**Task item:** Carry on the Greenwall Faculty Scholars announcement below from the point where it stops.

**Source extract:**
June 2014

Greenwall Faculty Scholars Class of 2017

We are pleased to announce the Greenwall Faculty Scholars

Class of 2014-2017

Gidon Felsen, PhD (molecular and cell biology) is Assistant Professor of Physiology and Biophysics at the University of Colorado School of Medicine. His project is “Decision Making: From Neuroscience to Public Policy.”  Prof. Felsen’s primary research is in basic neuroscience.  He believes that understanding how the normal, healthy brain accomplishes some of the complex functions it does, is necessary for allowing us to ultimately treat the disordered brain and prevent disorders.  Prof. Felsen’s project aims to inject a novel and important perspective – the neuroscience underlying decision making – into the intense debate over the effectiveness and ethics of strategies for improving decisions, ultimately grounding the debate in neurobiological evidence.


Lori Freedman, PhD (Sociology) is Assistant Professor of Obstetrics, Gynecology & Reproductive Sciences at the University of California, San Francisco, School of Medicine. Her project is “Informed Consent for Catholic Hospital Patients Regarding Effects of Doctrine on Care.” While there is much debate regarding religion and the beginning of life, the patient’s perspective on the treatment of miscarriages has largely been absent.  With expanding Catholic health network ownership and a potentially restricted provider list in light of ACA, how Catholic doctrine affects the treatment and care of women during a miscarriage will be an important issue. One of the goals of her project is to develop and validate a meaningful informed consent tool that can convey specific differences of Catholic hospital ob-gyn care to prenatal patients.

**Data shown:**
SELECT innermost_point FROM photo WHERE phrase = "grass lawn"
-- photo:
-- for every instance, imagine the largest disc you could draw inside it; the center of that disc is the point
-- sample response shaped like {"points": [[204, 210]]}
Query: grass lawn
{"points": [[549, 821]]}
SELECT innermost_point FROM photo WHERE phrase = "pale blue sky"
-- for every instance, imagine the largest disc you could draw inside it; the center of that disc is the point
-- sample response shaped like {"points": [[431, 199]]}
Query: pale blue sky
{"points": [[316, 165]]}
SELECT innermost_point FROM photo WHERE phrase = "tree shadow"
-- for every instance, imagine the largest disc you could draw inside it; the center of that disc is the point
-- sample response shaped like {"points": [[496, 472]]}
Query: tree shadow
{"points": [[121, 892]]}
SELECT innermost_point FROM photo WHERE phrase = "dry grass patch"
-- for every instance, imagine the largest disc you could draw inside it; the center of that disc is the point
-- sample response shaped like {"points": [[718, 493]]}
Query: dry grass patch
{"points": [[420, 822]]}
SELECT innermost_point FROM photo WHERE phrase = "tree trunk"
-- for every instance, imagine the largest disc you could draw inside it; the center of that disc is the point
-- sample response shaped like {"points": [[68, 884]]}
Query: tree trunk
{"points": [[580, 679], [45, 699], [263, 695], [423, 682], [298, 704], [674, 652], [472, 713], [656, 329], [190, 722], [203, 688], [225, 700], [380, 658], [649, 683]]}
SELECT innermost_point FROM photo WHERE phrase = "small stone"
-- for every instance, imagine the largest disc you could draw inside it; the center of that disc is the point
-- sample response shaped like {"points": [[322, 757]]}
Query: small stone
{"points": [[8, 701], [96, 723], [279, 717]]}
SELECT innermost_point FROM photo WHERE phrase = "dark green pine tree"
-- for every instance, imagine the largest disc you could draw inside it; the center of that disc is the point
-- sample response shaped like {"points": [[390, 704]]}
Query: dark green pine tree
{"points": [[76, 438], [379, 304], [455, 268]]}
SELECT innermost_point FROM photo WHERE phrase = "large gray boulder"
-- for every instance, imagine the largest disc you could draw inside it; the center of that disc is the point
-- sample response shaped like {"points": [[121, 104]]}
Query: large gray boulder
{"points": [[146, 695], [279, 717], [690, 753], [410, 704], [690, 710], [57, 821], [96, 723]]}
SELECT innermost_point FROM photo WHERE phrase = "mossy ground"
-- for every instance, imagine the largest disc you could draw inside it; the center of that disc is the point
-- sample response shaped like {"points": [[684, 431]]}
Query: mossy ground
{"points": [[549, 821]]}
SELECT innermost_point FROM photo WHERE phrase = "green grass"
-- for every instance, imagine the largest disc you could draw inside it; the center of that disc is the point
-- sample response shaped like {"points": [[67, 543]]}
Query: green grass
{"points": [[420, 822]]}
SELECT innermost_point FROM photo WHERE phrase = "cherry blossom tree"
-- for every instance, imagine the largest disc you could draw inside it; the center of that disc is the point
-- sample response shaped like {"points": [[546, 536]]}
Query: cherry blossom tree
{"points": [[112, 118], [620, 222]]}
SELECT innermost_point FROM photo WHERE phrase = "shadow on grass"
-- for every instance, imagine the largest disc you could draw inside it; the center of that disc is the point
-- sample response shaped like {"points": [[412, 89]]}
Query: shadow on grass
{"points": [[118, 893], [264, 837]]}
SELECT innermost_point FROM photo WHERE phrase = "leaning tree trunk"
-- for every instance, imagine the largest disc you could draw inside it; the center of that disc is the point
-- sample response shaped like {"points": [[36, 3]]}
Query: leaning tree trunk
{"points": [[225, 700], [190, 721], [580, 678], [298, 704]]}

**Exercise response:**
Efthimios Parasidis, JD, MBE is Assistant Professor of Law and Public Health at The Ohio State University. His project is ” The Military Biomedical Complex: How National Security Impacts Military Medicine And Research.” The proliferation of innovative medical products and biomedical enhancements raises significant clinical, bioethical, and legal concerns, particularly in the military context when a goal of the U.S. Department of Defense is to create soldiers with superior physical, physiological, and cognitive abilities. In his research, Prof. Parasidis discovered that in the name of national security, the law embeds military command structure into military medicine and prevents injured service members from seeking redress through the courts.  With this in mind, Prof. Parasidis will undertake a book project, which is under contract with Oxford University Press.  The goal of his book is to motivate a debate on military medical ethics by proposing public policy reforms.  He has written on military research and research ethics previously.